22 Mayıs 2020 Cuma

- APOLLO 11'İN GÖLGESİNDE BİR ACAİP MACERACI.

Yıllardan 1969'dur.
İlk kez aya inen "Apollo 11" Astronotları "Neil Armstrong", "Michael Collins", "Edwin A Aldrin" beyler, bütün zamanların en büyük kaşifleri olmalarına rağmen, bay "John Fairfax" beye özetle şu mektubu yazmışlar uzaydan canım followırlar:
"Apollo 11'in tayfası olan bizler, Atlantik'te tek başına kürek çeken o cesur adama içten tebriklerimizi iletiyoruz.
Başkan Kennedy'nin bir zamanlar dediği gibi “Yeni okyanus uzay” mahfillerinde yelken açan bizler, dünyadaki zorlu su okyanusunu tek başına fethetmiş olan adama olan saygımızı göstermekten memnuniyet duyuyoruz.
Dünyadaki zorlu yolculuğunuzu, aya yaptığımız yolculuğumuza çok yakın bir zaman noktasında tamamlamanız ilginç bir tesadüf oldu. Siz de biz de neredeyse aynı zamanda hedeflerimize ulaştık.
Bununla birlikte, sizinki, becerikli bir bireyin tek başına elde ettiği bir başarıydı. Bizimki ise ABD ve tüm dünyada binlerce çalışanın yardımı sayesinde gerçekleşti.

Kaşif dostlarınız olarak, tüm Araştırmacı kaşifler adına sizi bu harika başarınız için selamlıyoruz."
Yaa nasıl da alçak gönüllü bir kutlama mesajı.
Neden yazmışlar diyeceksiniz.
John Fairfax bey, o günlerde okyanusu tek başına kürekle geçmişti bu ilk kez oluyordu ve çok zor şartlar altında gerçekleşmişti.
Bu büyük başarı, aynı zamanda gerçekleştirilen aya seyahatin gölgesinde kalmıştı, hak ettiği ilgiyi görememişti ne yazık ki.
O bakımdan yazmışlardı.
Kendisine profesyonel maceracı diyen "John Fairfax" beyi tanır mısız?
Nerdeee..
Neyseki ben varımdır canım followırlarım. İyi ki varımdır, hadi yaşadınız yine  bakın onu da anlatacağım size.
"John FAİRFAX" bey Mayıs 1937'de doğmuş bi abimiz..
Annesi Bulgar, babası İngiliz'miş.Gerçi babasız büyümüş garibim. Babasını sadece bir kez görmüş hayatında.

Yazılı görev 1 -
John Fairfax ile ilgili metindeki şu cümleyi İngilizceye çevirin: "Bu büyük başarı, aynı zamanda gerçekleştirilen aya seyahatin gölgesinde kalmıştı, hak ettiği ilgiyi görememişti ne yazık ki."
Yazılı görev 2 -
Kayıtlarda "white" kelimesinin geçtiği bütün satırları belirleyin ve kopyalayın.
Metin ile kayıtlar birbirinden bağımsızdır.

Veri kümesi kayıtları -
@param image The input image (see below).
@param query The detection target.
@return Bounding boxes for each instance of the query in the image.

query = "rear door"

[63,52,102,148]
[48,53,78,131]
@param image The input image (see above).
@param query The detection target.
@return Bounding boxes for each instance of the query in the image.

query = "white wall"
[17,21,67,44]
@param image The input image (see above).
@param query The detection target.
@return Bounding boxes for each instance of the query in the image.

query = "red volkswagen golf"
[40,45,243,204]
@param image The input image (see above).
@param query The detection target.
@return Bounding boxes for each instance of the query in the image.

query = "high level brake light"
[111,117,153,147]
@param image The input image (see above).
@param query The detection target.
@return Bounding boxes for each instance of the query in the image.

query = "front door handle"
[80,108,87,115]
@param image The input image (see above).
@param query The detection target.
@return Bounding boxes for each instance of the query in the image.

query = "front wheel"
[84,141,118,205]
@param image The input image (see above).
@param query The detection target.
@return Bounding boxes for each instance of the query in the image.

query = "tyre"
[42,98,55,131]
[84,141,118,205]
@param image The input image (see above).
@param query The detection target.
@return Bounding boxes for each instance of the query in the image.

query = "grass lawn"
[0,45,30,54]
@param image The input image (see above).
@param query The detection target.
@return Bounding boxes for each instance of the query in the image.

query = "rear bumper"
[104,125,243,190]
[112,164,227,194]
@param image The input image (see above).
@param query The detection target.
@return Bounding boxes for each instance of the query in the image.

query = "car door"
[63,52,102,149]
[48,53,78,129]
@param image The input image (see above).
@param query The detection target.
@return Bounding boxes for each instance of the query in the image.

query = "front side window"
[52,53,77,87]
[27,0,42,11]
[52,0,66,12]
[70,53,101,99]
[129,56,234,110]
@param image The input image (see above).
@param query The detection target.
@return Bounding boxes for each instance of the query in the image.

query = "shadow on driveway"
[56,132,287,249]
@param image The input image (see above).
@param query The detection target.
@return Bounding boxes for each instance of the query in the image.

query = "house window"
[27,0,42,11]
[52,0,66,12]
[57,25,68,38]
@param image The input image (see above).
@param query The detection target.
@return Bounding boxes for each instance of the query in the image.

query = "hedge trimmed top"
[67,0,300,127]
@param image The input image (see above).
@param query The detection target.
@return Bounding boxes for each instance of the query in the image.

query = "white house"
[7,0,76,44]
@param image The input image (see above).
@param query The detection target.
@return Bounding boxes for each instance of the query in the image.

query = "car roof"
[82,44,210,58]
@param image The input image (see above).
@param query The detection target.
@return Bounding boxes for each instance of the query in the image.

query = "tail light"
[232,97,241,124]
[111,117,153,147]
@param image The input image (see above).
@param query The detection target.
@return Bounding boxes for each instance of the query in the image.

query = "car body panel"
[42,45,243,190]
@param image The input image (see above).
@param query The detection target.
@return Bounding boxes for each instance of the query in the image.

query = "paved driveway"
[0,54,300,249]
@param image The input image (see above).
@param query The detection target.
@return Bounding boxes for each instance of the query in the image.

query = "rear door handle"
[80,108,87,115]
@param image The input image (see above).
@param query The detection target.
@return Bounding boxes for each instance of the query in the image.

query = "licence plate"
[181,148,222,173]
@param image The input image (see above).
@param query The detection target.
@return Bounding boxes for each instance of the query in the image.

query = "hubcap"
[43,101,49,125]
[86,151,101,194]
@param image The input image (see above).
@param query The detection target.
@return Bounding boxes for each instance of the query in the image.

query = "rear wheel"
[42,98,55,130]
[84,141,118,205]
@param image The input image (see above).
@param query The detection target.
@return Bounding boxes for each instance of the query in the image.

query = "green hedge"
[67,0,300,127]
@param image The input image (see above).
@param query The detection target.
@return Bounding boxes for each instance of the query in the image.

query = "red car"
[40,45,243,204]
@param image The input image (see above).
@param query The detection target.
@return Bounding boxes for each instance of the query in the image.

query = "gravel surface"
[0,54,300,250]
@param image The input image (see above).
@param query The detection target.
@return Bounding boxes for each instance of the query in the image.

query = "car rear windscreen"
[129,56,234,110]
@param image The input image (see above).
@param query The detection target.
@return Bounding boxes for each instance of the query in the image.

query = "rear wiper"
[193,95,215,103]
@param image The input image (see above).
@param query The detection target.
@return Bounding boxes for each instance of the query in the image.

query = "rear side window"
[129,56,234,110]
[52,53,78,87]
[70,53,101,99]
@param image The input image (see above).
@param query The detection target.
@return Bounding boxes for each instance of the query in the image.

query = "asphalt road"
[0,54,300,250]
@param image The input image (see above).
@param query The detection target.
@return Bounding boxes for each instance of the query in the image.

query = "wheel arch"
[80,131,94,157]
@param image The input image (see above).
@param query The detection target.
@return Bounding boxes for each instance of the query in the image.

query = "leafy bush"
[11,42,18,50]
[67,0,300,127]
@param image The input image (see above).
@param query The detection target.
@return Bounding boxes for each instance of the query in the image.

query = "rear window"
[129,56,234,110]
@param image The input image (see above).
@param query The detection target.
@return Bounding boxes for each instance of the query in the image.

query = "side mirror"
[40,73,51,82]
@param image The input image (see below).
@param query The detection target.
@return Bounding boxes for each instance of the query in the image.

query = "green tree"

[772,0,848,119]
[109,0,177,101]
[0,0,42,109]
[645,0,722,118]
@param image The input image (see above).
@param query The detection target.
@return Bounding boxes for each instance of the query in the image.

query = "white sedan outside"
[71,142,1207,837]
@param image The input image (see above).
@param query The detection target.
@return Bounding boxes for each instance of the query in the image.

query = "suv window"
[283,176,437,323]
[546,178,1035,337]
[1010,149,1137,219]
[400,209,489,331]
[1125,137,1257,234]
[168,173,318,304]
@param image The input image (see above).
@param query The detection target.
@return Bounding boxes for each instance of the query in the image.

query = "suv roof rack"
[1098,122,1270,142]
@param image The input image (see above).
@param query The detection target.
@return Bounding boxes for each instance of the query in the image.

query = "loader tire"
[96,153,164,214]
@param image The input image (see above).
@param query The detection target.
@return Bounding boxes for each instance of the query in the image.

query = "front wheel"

Görev sonucu 1 -
Sadly, this great achievement had been overshadowed by the trip to the Moon that took place at the same time, and it had not received the attention it deserved.

Görev sonucu 2 -
query = "white wall"
query = "white house"
query = "white sedan outside"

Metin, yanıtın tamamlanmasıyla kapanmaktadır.